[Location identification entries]

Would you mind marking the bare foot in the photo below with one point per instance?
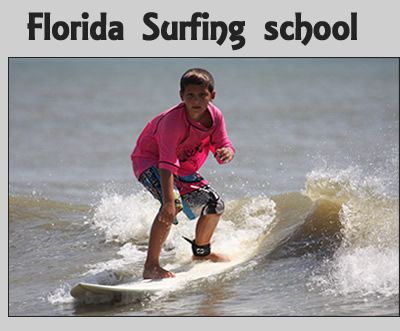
(156, 272)
(215, 257)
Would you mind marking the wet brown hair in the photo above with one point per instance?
(197, 76)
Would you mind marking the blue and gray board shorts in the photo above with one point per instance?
(197, 199)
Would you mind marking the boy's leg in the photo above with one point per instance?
(158, 234)
(205, 228)
(199, 199)
(160, 229)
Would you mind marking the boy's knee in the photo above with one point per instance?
(216, 207)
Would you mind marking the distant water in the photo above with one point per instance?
(313, 191)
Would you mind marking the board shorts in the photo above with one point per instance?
(193, 195)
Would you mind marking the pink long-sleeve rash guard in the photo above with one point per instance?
(175, 142)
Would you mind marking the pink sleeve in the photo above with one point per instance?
(220, 137)
(167, 137)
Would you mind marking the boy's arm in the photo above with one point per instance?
(168, 212)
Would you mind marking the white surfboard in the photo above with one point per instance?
(193, 271)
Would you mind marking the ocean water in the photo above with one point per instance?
(313, 192)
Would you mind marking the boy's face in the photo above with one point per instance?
(196, 99)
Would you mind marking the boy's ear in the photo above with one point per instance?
(212, 95)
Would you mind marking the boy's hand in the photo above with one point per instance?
(225, 154)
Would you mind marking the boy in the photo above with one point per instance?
(168, 154)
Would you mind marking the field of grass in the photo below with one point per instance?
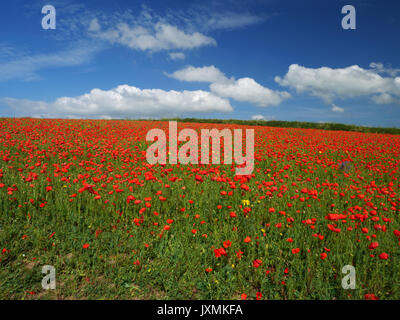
(79, 195)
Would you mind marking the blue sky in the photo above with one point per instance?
(282, 60)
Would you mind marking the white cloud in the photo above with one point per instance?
(177, 55)
(209, 21)
(328, 83)
(124, 101)
(94, 25)
(385, 98)
(248, 90)
(201, 74)
(380, 68)
(26, 67)
(160, 36)
(243, 89)
(335, 108)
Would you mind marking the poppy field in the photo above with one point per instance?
(79, 195)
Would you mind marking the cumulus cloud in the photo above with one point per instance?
(161, 36)
(385, 98)
(335, 108)
(201, 74)
(243, 89)
(328, 83)
(248, 90)
(380, 68)
(124, 101)
(177, 55)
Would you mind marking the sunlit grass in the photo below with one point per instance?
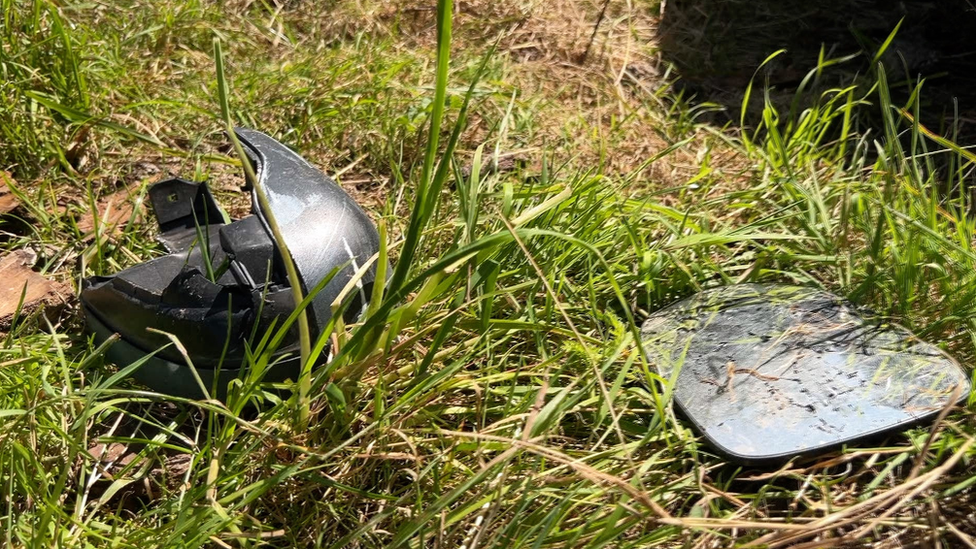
(494, 394)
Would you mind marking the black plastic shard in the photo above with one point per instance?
(223, 285)
(767, 372)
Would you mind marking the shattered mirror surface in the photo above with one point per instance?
(770, 372)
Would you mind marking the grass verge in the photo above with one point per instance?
(494, 395)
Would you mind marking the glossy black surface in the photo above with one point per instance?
(768, 372)
(223, 284)
(322, 226)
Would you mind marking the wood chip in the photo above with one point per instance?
(15, 273)
(8, 202)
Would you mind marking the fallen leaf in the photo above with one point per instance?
(114, 211)
(15, 273)
(8, 201)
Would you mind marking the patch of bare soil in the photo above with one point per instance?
(25, 290)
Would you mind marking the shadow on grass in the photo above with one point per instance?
(716, 46)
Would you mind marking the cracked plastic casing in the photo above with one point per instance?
(767, 372)
(223, 283)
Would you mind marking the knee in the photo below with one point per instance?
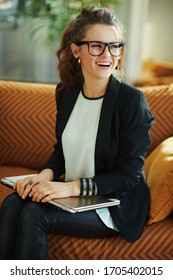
(32, 216)
(10, 201)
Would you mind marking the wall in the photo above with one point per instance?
(149, 36)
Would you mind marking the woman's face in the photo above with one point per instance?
(97, 67)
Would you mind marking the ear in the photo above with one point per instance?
(75, 50)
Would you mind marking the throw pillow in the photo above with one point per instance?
(159, 166)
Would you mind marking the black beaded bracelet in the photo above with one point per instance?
(87, 187)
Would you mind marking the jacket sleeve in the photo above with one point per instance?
(56, 160)
(133, 120)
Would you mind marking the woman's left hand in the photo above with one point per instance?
(48, 190)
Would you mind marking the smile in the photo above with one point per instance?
(104, 64)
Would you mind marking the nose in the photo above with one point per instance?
(106, 51)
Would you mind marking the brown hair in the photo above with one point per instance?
(69, 71)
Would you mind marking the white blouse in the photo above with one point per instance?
(78, 141)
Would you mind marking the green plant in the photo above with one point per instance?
(51, 17)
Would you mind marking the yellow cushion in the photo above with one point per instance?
(159, 170)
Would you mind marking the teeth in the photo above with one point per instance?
(104, 64)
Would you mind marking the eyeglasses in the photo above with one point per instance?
(96, 48)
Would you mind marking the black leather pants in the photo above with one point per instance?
(25, 225)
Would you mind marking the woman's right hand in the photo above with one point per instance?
(24, 186)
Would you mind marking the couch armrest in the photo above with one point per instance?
(27, 123)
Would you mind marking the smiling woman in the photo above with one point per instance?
(102, 132)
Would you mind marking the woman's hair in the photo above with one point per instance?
(69, 70)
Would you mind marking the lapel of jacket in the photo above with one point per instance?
(104, 129)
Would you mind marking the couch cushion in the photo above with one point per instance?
(27, 123)
(156, 243)
(159, 170)
(160, 100)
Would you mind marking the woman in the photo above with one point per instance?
(102, 135)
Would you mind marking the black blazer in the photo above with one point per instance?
(122, 143)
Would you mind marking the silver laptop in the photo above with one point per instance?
(71, 204)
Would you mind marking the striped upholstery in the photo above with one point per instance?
(155, 243)
(27, 114)
(160, 99)
(27, 120)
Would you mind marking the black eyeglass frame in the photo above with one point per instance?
(122, 44)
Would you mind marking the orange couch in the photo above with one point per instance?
(27, 121)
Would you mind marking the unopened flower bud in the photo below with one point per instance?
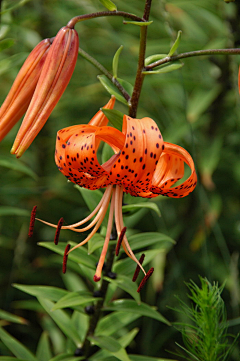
(21, 92)
(55, 76)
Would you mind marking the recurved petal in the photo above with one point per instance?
(170, 169)
(138, 159)
(55, 76)
(21, 92)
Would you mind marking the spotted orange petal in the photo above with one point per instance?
(170, 169)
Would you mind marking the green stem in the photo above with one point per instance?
(86, 347)
(105, 72)
(123, 14)
(168, 59)
(140, 76)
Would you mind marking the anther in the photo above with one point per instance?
(57, 233)
(32, 221)
(120, 239)
(65, 257)
(144, 280)
(90, 310)
(136, 273)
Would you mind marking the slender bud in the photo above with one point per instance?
(55, 76)
(21, 92)
(144, 280)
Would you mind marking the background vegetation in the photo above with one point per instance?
(196, 107)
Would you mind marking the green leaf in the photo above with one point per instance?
(126, 284)
(114, 322)
(67, 357)
(111, 345)
(145, 239)
(51, 293)
(124, 342)
(61, 318)
(16, 347)
(43, 348)
(13, 211)
(151, 59)
(109, 5)
(127, 266)
(132, 208)
(17, 165)
(165, 68)
(75, 299)
(200, 101)
(12, 318)
(115, 117)
(176, 44)
(143, 309)
(10, 358)
(115, 61)
(138, 23)
(148, 358)
(108, 85)
(6, 43)
(80, 255)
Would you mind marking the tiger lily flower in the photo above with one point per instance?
(38, 87)
(142, 165)
(21, 92)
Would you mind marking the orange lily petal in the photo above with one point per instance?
(55, 76)
(21, 92)
(173, 155)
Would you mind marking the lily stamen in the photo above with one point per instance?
(57, 234)
(97, 275)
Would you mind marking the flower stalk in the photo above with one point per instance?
(84, 17)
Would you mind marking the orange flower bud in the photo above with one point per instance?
(21, 92)
(55, 76)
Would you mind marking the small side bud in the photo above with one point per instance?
(136, 273)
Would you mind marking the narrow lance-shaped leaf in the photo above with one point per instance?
(176, 44)
(115, 61)
(152, 58)
(111, 345)
(109, 5)
(16, 347)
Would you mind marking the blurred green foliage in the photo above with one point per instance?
(196, 107)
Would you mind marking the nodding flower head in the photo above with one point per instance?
(38, 87)
(142, 165)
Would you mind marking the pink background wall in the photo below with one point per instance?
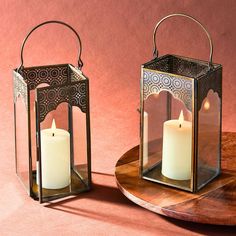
(117, 39)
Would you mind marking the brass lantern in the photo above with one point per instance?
(52, 127)
(180, 113)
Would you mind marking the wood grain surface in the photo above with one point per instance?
(214, 204)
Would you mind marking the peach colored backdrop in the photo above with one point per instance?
(117, 39)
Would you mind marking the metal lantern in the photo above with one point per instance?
(180, 112)
(52, 127)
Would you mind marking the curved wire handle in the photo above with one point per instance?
(80, 63)
(155, 51)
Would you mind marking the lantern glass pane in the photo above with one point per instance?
(33, 128)
(80, 165)
(55, 154)
(209, 139)
(168, 158)
(22, 142)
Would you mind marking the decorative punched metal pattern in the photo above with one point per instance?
(52, 75)
(213, 81)
(20, 88)
(179, 66)
(155, 82)
(49, 98)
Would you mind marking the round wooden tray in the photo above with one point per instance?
(214, 204)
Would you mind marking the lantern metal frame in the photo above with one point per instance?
(66, 84)
(202, 76)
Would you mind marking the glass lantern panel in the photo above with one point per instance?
(33, 127)
(167, 156)
(22, 142)
(80, 165)
(209, 139)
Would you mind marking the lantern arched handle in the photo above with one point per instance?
(155, 51)
(80, 63)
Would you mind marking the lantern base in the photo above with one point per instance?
(76, 186)
(154, 174)
(214, 204)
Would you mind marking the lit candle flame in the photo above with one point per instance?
(53, 127)
(181, 118)
(206, 105)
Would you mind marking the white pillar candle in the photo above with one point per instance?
(55, 157)
(177, 149)
(145, 139)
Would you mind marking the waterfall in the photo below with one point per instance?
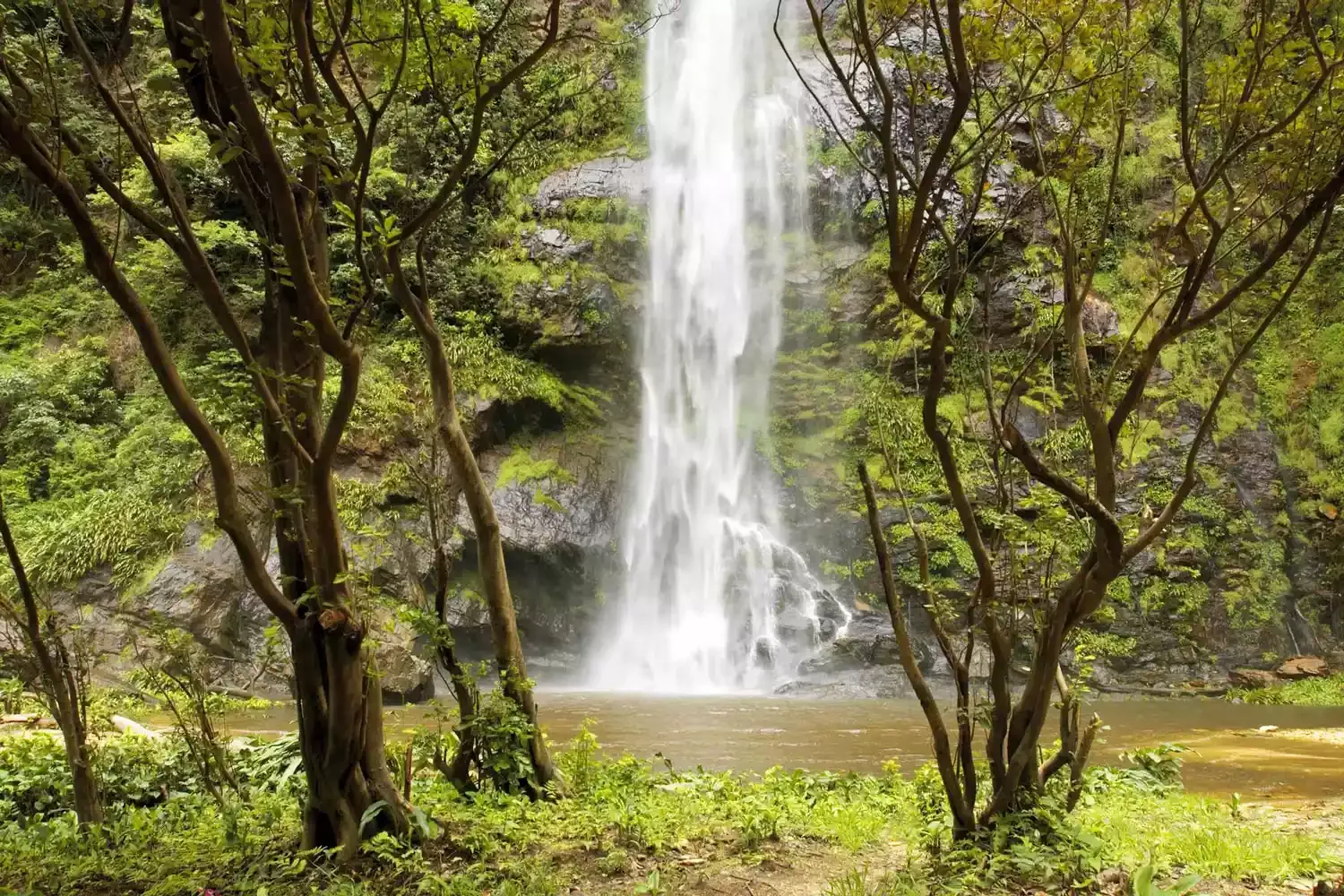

* Problem statement *
List every line in the rows above that contains the word "couch".

* Completed task *
Would you mind marking the couch armrest in the photo above with one point per instance?
Would you mind marking the couch cushion in the photo above with one point per instance?
Would you mind marking the orange couch in the photo above with one point per instance?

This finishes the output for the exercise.